I made a small testing app and realized that Unity interferes with all asynchronous background tasks and makes them run 4x slower. Unity no longer interferes with background tasks when I set application.targetFrameRate to 29, but then the animation fps drops to 20 which is not ideal. The reason this is a problem is that I originally noticed that my speech recognition model runs 4x slower after running quickly for a few seconds, but it runs perfectly fine at 29 fps cap. I control the fps cap with Application.targetFrameRate = 29;
.
Why is the performance for the app characteristically different between 29 and 30 target fps? What’s causing the significant interference with background CPU jobs?
This is really easy to re-produce on older iPads. Here are the steps:
- Use the latest stable release of Unity (2022.3 in my case).
- Simply select the template 2D app with either URP or default rendering pipeline.
- Add a single square game object. Attach the
StartupScript.cs
to this cube, which spawns a busy loop thread with timing code. This script is an attached file here.
- When building the app, switch the project to iOS. Run the app on any iPads with an A8x or A10 chip. These correspond to ipad 6 or 7th gen and earlier. This problem does not exist on the latest A15 and later. A11, A12, A13, A14 not tested.
- Notice in the xcode console log that it runs fast (~0.2seconds) for about 4 seconds, and then it runs 3-5x slower (around 0.9 seconds) with a lot of indeterministic variance.
The busy work is this, but any busy work will do:
for (var i = 0; i < 100000000; i++)
{
if (i % 2 == 0) {
sum *= i;
} else if (i % 3 == 0){
sum /= i / 3;
} else {
sum += i;
}
}
On it’s own, this takes about 0.2s to complete. When Unity interferes with it somehow, it takes 0.9s, the same exact slow down observed with my speech recognition model.
A natural question is “ah, maybe the thread isn’t getting time on the CPU due to limited resources,” but this isn’t true. The slow performance is all despite having ample resources for the thread. From profiling in Xcode and Unity on A8x which has 3 cores, at any given time 2 cores are mostly idle while the one worker thread works. That worker thread get’s about 95% of the time on a core when the target frame rate is 29, while about 85% when it’s 30. In both cases, the worked thread is preempted ~700 times per second, except in the slow case these preempts last 10x longer on average. I can discuss the profiling results in more detail if people think that’s relevant.

[Coordinate label data]
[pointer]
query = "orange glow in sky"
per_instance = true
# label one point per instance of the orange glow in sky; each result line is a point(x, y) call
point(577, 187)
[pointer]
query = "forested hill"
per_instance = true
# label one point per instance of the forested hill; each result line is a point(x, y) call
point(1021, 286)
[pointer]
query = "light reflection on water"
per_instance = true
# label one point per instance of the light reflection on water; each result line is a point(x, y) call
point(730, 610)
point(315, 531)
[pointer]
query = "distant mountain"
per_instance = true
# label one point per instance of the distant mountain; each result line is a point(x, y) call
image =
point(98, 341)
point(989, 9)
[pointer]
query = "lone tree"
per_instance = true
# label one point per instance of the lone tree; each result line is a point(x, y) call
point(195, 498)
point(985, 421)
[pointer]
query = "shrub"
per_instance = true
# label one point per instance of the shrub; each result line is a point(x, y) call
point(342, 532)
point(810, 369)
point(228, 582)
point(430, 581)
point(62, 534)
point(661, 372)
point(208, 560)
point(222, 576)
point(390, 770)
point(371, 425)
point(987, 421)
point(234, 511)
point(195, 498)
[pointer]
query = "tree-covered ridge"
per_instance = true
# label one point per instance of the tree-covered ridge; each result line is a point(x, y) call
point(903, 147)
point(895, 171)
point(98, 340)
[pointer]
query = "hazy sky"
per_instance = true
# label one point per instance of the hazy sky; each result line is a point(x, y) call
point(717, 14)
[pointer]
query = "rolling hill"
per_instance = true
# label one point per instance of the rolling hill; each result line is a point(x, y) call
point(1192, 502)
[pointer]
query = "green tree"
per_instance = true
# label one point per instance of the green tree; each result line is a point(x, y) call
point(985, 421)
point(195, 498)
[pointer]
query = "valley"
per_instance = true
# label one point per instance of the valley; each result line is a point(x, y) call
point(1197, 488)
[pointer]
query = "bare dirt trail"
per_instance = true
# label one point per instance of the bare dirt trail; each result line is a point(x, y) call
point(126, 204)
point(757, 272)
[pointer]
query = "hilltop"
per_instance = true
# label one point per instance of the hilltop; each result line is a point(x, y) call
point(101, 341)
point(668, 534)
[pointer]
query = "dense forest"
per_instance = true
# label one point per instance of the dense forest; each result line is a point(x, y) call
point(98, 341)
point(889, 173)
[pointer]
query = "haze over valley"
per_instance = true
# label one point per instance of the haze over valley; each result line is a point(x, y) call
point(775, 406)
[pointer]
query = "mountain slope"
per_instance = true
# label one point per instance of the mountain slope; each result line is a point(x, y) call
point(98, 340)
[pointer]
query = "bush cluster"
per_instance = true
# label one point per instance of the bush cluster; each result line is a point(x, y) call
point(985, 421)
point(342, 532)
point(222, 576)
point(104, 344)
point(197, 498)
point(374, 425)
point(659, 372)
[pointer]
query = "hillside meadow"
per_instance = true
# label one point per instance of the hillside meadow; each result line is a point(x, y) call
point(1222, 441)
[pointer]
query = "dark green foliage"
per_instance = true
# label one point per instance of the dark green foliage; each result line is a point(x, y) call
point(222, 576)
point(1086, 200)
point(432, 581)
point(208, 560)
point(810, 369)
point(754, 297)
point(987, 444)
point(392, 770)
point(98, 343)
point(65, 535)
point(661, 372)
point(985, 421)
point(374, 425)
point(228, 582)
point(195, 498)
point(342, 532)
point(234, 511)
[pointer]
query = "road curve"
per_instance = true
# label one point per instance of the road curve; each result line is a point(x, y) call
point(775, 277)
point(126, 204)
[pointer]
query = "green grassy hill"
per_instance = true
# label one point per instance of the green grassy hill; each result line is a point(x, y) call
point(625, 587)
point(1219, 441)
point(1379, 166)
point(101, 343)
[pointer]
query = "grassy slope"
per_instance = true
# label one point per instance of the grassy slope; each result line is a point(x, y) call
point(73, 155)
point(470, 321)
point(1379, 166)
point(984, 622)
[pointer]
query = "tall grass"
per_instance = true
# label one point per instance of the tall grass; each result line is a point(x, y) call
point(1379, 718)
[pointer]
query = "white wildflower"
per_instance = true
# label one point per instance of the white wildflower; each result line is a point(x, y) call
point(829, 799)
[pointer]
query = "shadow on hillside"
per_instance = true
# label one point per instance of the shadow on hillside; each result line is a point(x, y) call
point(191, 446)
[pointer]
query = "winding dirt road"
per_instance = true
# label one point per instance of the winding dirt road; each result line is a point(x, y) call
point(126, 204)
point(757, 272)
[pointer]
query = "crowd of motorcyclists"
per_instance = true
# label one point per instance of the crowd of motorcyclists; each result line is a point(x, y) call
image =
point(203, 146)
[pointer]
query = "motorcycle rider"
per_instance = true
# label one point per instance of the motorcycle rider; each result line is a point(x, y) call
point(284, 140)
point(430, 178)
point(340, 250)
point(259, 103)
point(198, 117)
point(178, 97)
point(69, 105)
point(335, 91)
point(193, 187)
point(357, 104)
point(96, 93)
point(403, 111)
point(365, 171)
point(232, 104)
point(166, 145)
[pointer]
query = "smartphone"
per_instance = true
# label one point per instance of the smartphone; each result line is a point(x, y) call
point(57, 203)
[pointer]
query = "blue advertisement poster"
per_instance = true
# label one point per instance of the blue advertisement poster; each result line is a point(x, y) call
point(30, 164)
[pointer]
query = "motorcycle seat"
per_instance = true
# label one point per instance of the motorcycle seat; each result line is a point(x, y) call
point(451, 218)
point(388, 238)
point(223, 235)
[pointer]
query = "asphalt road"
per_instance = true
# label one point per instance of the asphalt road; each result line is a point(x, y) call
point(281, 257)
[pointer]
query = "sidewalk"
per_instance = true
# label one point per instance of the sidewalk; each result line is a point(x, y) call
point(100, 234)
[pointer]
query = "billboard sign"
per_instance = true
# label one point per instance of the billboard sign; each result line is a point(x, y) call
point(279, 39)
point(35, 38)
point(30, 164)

*WHAT TO DO*
1. In the post on the Unity frame-rate slowdown, how long does the busy loop take to finish when Unity isn't interfering with it?
2. Write the next part of the post on the Unity frame-rate slowdown, picking up after its last sentence.

*ANSWER LIST*
1. About 0.2 seconds.

2.
This thread was originally posted at Performance issue. Background thread runs 4x slower at 30fps compared to at 29 fps. but I couldn’t figure out how to move that thread to a more appropriate section.
9489961–1335607–StartupScript.cs (2.43 KB)
Here’s a plot of the speed of the busy work over time
The difference is between 20 and 30 fps, as you noted. That is 66% vs 100%. There’s about 33% more CPU time available for background tasks. Perhaps it’s as simple as that? Yes, there are multiple threads but the main thread may still be the bottleneck and you say it’s at 95% so practically not available at a moment’s notice.
Could you share how and where you start these asynchronous background tasks, and how they synchronize with the main thread? Are these async/await or System.Thread or Jobs or … ?
Thanks for the reply @CodeSmile ! Yes the exact file with everything needed for re-production is an attachment called StartupScript.cs in the post above. The device is certainly not bound by being out of CPU resources. It is at 95% of one core, meaning that total resource utilization is ⅓ or roughly 30%. When I run larger workloads I see numbers closer to 280% utilization of the 3 cores.
There are no waits.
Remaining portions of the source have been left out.